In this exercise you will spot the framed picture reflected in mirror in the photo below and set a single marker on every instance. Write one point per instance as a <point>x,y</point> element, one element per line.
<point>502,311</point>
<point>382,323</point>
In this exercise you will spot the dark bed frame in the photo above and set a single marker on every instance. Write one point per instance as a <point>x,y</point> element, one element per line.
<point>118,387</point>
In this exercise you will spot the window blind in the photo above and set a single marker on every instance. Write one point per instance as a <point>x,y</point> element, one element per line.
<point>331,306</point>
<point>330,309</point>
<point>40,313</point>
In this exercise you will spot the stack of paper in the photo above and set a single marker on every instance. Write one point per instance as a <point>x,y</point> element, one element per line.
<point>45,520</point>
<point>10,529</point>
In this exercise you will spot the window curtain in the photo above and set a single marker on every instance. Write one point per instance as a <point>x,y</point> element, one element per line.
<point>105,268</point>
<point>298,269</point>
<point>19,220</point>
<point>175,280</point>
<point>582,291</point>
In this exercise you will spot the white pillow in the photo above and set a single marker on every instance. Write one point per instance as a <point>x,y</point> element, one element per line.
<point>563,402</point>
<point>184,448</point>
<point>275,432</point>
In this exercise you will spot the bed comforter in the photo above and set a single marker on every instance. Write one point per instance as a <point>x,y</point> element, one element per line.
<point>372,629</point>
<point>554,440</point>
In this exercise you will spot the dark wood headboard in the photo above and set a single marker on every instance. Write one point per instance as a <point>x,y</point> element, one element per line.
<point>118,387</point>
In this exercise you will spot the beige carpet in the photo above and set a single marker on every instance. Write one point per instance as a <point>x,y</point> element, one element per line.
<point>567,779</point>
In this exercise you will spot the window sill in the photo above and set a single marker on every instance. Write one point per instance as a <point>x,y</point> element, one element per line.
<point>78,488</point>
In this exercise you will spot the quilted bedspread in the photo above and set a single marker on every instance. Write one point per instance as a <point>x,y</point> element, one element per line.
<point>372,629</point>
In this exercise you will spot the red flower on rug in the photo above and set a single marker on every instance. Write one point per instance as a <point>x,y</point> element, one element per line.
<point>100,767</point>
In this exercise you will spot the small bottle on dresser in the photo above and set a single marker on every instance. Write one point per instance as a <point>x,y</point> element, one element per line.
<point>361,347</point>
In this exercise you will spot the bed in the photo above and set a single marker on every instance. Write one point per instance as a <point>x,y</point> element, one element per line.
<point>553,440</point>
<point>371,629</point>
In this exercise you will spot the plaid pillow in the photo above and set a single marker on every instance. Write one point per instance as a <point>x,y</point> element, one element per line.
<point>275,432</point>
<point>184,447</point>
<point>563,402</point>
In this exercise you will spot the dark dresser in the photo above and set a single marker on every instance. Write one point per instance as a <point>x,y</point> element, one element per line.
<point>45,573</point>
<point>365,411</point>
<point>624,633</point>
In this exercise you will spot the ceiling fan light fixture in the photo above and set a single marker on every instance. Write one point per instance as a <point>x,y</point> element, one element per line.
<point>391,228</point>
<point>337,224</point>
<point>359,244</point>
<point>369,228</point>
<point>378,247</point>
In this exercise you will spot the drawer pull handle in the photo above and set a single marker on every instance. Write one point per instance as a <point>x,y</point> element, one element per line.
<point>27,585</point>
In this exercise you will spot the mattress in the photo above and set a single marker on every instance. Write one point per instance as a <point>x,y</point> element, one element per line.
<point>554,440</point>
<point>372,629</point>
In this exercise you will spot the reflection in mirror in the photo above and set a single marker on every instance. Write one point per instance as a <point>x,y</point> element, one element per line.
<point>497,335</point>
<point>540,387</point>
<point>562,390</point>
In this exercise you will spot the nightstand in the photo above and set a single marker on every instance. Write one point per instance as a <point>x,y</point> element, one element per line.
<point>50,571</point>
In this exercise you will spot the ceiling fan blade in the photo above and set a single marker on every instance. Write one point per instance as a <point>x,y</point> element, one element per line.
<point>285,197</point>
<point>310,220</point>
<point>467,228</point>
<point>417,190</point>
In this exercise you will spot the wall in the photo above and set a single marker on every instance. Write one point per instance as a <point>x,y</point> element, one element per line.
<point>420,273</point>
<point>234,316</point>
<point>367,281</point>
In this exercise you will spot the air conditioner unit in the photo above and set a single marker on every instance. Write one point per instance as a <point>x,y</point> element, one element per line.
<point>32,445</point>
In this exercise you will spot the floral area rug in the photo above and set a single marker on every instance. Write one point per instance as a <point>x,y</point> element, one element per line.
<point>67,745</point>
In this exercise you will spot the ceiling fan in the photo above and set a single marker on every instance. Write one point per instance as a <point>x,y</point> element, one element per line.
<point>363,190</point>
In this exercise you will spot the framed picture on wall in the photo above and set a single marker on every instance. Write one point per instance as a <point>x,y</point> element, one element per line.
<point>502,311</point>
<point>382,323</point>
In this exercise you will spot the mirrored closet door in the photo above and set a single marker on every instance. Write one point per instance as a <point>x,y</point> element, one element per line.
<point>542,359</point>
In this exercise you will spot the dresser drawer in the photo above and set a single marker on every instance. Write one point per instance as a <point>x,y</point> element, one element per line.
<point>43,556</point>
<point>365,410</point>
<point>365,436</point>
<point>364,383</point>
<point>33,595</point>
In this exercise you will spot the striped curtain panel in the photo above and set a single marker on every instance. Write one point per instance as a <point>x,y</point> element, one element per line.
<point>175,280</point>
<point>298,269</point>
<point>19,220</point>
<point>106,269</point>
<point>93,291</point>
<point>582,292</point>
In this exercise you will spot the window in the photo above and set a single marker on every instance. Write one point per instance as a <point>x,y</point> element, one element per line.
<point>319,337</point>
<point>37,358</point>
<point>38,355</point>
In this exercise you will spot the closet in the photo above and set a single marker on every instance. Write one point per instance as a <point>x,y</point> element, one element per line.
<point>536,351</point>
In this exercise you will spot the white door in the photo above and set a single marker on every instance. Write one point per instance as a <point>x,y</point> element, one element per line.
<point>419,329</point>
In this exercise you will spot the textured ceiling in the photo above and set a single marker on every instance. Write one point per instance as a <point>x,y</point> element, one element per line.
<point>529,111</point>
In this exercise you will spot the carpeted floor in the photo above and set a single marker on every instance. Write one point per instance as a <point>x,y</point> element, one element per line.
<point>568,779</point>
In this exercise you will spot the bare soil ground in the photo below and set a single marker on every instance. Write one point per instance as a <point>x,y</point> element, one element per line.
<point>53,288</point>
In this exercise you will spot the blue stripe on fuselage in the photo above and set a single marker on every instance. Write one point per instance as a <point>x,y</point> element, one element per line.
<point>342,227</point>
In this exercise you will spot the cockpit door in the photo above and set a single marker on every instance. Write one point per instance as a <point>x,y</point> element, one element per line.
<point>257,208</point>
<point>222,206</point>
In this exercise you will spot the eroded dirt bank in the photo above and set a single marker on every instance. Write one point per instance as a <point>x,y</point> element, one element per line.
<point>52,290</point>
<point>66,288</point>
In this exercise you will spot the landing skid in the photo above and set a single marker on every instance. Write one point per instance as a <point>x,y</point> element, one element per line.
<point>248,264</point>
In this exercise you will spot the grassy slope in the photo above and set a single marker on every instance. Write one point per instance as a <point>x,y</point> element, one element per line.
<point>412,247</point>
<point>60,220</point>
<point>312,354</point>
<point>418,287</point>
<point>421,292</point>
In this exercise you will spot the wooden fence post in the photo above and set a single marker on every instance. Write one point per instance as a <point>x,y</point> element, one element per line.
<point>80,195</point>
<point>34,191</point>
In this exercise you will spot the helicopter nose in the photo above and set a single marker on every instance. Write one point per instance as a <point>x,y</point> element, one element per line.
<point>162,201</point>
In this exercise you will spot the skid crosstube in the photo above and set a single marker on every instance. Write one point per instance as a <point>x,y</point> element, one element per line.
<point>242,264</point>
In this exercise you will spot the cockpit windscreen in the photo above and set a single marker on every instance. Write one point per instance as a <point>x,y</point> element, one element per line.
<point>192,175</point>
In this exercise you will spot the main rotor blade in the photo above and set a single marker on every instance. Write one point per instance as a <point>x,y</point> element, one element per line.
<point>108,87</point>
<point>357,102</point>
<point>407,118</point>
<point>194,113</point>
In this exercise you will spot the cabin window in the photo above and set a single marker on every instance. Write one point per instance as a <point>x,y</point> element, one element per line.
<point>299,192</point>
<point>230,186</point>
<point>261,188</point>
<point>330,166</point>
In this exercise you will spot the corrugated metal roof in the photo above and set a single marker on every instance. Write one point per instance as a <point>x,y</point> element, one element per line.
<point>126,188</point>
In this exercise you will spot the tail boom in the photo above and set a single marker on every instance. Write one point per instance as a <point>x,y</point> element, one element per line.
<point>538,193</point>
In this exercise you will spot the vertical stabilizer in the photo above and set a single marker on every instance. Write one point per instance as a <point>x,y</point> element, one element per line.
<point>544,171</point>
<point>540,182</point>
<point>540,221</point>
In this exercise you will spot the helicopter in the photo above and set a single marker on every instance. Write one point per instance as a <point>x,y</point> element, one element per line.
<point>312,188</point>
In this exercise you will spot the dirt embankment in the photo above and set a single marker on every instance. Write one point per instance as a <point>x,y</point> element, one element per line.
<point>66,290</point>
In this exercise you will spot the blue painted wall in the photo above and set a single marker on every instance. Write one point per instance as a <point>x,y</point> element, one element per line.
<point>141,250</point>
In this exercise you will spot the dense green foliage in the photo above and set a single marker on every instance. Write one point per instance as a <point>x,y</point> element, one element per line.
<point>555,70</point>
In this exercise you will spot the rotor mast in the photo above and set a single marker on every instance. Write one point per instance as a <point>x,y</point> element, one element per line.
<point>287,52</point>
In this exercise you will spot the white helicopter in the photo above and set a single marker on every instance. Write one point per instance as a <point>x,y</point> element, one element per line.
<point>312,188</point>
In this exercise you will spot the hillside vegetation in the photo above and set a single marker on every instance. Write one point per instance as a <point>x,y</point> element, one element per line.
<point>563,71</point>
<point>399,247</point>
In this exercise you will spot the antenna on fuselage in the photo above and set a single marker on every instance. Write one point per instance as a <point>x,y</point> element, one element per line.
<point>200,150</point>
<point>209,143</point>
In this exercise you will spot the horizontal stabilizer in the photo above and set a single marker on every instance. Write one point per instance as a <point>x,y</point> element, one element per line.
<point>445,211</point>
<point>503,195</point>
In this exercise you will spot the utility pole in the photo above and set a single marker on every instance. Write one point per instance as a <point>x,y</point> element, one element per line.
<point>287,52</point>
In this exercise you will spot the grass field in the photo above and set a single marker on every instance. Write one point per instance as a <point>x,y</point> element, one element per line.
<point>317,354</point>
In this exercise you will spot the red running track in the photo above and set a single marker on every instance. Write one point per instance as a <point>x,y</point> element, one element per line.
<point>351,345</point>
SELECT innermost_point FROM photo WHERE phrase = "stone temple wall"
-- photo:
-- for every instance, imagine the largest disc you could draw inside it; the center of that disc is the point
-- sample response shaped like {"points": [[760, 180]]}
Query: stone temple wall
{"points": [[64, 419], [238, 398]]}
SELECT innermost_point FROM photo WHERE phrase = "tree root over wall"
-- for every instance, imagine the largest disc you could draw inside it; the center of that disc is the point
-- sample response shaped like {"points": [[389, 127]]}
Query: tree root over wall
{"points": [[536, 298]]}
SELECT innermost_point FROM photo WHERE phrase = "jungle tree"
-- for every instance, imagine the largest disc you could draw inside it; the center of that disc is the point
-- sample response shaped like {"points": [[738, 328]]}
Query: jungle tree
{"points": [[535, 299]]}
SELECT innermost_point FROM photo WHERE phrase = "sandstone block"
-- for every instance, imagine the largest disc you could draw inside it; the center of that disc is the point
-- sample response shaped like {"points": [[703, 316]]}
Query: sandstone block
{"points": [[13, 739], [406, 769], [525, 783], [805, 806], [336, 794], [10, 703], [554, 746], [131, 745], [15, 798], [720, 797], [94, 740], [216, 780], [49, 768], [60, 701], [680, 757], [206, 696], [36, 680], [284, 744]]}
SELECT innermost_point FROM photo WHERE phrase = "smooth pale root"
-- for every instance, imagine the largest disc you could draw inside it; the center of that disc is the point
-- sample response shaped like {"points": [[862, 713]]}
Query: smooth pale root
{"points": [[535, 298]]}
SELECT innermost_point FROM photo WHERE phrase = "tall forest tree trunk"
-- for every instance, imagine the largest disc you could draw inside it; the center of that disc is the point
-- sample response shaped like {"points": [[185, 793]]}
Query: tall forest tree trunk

-=-=-

# TASK GOAL
Please give the items again starting with the line with "In this exercise you will spot the landing" and going on through the line with "<point>34,191</point>", swapping "grassy slope" for "muddy slope" and leaving everything else unchanged.

# TASK SOLUTION
In this exercise you will spot the landing skid in the photo above and set a single marker on every instance. Write one point per instance as a <point>x,y</point> element, one element per line.
<point>248,264</point>
In this exercise you will spot the muddy slope in the photo above and set a single marker on every instance. Write one point per instance as a <point>x,y</point> element, one element per line.
<point>412,247</point>
<point>60,220</point>
<point>312,354</point>
<point>418,287</point>
<point>421,292</point>
In this exercise you will spot the wooden fence post in the photo above and set a single marker on every instance. Write one point per instance as a <point>x,y</point> element, one element per line.
<point>80,195</point>
<point>34,191</point>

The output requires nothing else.